#### Task objective
Update the listing below by swapping each "Response" for "Result", with nothing else changed.

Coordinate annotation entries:
[BEGIN]

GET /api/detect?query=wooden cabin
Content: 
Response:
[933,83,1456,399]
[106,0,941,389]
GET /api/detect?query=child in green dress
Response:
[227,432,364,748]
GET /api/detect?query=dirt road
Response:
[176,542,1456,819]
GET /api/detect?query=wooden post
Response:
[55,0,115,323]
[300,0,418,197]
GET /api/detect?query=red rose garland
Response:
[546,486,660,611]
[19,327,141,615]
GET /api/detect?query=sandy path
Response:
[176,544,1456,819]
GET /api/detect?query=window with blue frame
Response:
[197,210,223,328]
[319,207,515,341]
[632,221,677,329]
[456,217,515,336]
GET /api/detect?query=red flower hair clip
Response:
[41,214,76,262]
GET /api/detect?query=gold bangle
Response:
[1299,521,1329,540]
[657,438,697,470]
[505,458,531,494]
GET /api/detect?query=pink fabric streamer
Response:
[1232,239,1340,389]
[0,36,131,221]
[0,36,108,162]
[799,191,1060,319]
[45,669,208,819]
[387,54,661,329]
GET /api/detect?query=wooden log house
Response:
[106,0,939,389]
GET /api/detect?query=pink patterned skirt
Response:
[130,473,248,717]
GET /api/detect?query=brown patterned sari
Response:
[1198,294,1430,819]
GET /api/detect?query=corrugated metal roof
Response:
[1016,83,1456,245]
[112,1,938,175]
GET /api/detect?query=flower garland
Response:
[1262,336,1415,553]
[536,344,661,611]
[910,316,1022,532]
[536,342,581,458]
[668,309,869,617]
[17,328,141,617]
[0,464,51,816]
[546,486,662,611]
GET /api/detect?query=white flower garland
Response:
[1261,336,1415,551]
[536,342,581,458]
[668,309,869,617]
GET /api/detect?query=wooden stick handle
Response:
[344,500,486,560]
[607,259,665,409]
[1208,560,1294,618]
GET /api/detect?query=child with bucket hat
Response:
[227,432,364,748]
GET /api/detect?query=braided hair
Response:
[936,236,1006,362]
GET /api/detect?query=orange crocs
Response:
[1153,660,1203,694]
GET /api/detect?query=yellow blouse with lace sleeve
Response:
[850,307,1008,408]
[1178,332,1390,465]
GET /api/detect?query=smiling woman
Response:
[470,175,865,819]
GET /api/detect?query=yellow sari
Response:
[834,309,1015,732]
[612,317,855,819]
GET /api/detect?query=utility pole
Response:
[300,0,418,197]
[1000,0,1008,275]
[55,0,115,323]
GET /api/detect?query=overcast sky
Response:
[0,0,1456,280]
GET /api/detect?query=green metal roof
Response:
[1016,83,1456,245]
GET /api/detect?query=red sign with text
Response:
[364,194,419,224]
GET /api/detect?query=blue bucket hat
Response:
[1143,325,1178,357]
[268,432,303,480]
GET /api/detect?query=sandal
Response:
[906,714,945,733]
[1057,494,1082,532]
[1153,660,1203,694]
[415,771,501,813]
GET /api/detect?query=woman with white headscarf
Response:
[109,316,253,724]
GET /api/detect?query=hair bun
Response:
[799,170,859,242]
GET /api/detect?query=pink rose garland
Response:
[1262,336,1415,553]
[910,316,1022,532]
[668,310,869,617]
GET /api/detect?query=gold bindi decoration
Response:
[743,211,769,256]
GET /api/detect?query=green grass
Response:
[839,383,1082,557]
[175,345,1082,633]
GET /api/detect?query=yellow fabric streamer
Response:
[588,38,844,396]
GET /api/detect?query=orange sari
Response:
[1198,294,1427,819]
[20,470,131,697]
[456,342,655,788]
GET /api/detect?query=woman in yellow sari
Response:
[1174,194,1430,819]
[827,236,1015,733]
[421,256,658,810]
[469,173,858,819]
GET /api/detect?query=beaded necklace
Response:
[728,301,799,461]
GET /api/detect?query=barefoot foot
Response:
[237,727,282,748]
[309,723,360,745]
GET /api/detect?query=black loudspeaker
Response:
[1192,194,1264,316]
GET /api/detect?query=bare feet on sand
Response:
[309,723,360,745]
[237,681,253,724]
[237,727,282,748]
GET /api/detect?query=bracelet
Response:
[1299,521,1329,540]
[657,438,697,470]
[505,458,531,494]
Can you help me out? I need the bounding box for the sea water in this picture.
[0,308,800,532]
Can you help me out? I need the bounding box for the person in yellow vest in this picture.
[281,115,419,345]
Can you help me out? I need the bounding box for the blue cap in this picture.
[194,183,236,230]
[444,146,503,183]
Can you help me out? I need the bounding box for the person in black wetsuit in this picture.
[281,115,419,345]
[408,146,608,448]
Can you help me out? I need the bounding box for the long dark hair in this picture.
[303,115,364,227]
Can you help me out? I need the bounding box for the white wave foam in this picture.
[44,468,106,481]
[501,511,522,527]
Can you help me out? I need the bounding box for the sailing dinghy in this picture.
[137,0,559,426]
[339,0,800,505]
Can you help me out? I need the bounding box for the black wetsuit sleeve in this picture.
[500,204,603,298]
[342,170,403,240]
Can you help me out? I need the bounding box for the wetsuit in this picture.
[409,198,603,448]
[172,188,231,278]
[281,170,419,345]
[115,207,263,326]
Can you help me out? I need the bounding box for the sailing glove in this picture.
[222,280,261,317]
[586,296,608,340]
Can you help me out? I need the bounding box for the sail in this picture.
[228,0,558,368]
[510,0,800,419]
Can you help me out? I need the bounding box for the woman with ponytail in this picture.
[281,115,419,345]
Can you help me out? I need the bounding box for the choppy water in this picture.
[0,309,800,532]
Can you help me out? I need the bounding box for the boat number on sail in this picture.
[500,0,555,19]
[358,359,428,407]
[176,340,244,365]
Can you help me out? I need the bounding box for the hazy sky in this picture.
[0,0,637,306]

[END]

#### Response for this exercise
GET /api/detect?query=wooden cabin
Content: 
Result:
[933,83,1456,399]
[106,0,941,389]
GET /api/detect?query=child in green dress
Result:
[227,432,364,748]
GET /api/detect?query=dirt road
Result:
[176,542,1456,819]
GET /api/detect?query=wooden post
Result:
[55,0,115,323]
[300,0,418,197]
GET /api/detect?query=red rose garland
Result:
[546,486,660,611]
[19,327,141,615]
GET /api/detect?query=sandy path
Result:
[176,544,1456,819]
GET /api/detect?query=window with blue frame
Result:
[197,210,223,328]
[319,207,515,341]
[632,221,677,329]
[456,217,515,336]
GET /api/detect?query=red flower hair clip
Result:
[41,214,76,262]
GET /api/detect?query=gold bangle
Result:
[1299,521,1329,540]
[657,438,697,470]
[505,458,531,494]
GET /api/detect?query=pink fabric streamer
Result:
[1232,239,1340,389]
[0,36,131,221]
[0,36,108,162]
[799,191,1060,319]
[45,669,208,819]
[387,54,661,329]
GET /api/detect?query=wooden log house
Result:
[106,0,939,389]
GET /api/detect?query=pink patterned skirt
Result:
[130,473,248,717]
GET /api/detect?query=brown patterned sari
Result:
[1198,294,1430,819]
GET /api/detect?query=corrugated metal roof
Result:
[1016,83,1456,245]
[112,1,938,175]
GET /api/detect?query=flower garland
Result:
[1262,336,1415,553]
[536,344,661,611]
[910,316,1022,532]
[536,342,581,458]
[668,309,869,617]
[17,328,141,617]
[0,464,51,816]
[546,486,662,611]
GET /api/detect?query=white flower garland
Result:
[1261,336,1415,551]
[536,342,581,458]
[668,309,869,617]
GET /api/detect?query=wooden stick handle
Result:
[344,500,486,560]
[607,259,665,409]
[1208,560,1294,618]
GET /api/detect?query=child with bucket hat
Result:
[227,432,364,748]
GET /api/detect?query=braided hair
Result:
[936,236,1006,362]
GET /api/detect?query=orange crocs
Result:
[1153,660,1203,694]
GET /api/detect?query=yellow blouse with lace sleeve
Result:
[850,307,1008,408]
[1178,332,1390,465]
GET /api/detect?query=smiling woman
Result:
[470,175,865,819]
GET /api/detect?query=yellow sari
Result:
[834,309,1015,732]
[612,317,855,819]
GET /api/detect?query=utility pole
Result:
[300,0,418,197]
[1000,0,1008,275]
[55,0,115,323]
GET /api/detect?query=overcast sky
Result:
[0,0,1456,280]
GET /api/detect?query=green metal roof
Result:
[1016,83,1456,245]
GET /api/detect?query=red sign with text
Result:
[364,194,419,224]
GET /api/detect?query=blue bucket hat
Result:
[1143,325,1178,357]
[268,432,303,480]
GET /api/detect?query=sandal
Result:
[906,714,945,733]
[1057,494,1082,532]
[1153,660,1203,694]
[415,771,501,813]
GET /api/detect?query=woman with white headscarf
Result:
[109,316,253,724]
GET /api/detect?query=hair bun
Result:
[799,170,859,242]
GET /api/detect?query=pink rose garland
Result:
[1262,336,1415,553]
[910,316,1022,532]
[668,310,869,617]
GET /api/detect?query=gold bindi decoration
Result:
[743,211,769,256]
GET /api/detect?query=green grass
Result:
[839,383,1082,557]
[175,345,1082,633]
GET /api/detect?query=yellow fabric streamer
Result:
[588,38,844,396]
GET /api/detect?query=orange sari
Result:
[1198,294,1427,819]
[20,470,131,697]
[456,342,655,788]
GET /api/detect?query=woman in yellow sari
Result:
[1174,194,1430,819]
[827,236,1015,733]
[421,256,658,810]
[469,173,858,819]
GET /api/detect?query=beaded necklace
Result:
[728,301,799,461]
GET /api/detect?query=barefoot foot
Result:
[237,727,282,748]
[309,723,360,745]
GET /api/detect?query=black loudspeaker
Result:
[1192,194,1264,316]
GET /api/detect?query=bare feet on sand
Result:
[309,723,360,745]
[237,681,253,724]
[237,727,282,748]
GET /api/detect?query=bracelet
Result:
[1299,521,1329,540]
[657,438,697,470]
[505,458,531,494]
Can you help me out? I need the bounding box for the sea water in this picture.
[0,308,800,532]
Can you help me out? I need the bounding box for the person in yellow vest in this picture.
[281,115,419,345]
Can you help me out? I need the bounding box for the blue cap in this picture.
[194,183,236,230]
[444,146,503,183]
Can you help me out? I need the bounding box for the person in black wetsuit in this picture.
[281,115,419,345]
[408,146,608,448]
Can you help me out? I need the bounding box for the long dark hair in this picture.
[303,115,364,227]
Can you help me out? I need the bounding box for the white wave foam in this picture.
[44,468,106,481]
[501,511,522,527]
Can you help me out? I need the bounding box for the sailing dinghy in this picture.
[137,0,559,426]
[339,0,800,505]
Can you help me out? I need the bounding box for the black wetsuit sleeve in this picture.
[500,204,603,298]
[342,170,403,240]
Can you help me out? I need the bounding box for the wetsuit in this picture.
[409,198,603,448]
[172,188,231,278]
[281,170,419,345]
[115,207,263,326]
Can you help me out? I need the bounding box for the sailing glove in this picture.
[222,280,261,317]
[586,296,608,340]
Can you help me out? I need the bounding box for the sail in this picture.
[228,0,558,368]
[510,0,800,419]
Can you help me out? I need the bounding box for the woman with ponytail in this picture.
[281,115,419,345]
Can you help me out? I need the bounding box for the choppy water in this picture.
[0,309,800,532]
Can you help me out? I need the bounding box for the boat number on sail in this picture.
[500,0,555,19]
[358,359,428,407]
[176,340,244,365]
Can you help me out? I need the bounding box for the hazy sky in this picture.
[0,0,637,306]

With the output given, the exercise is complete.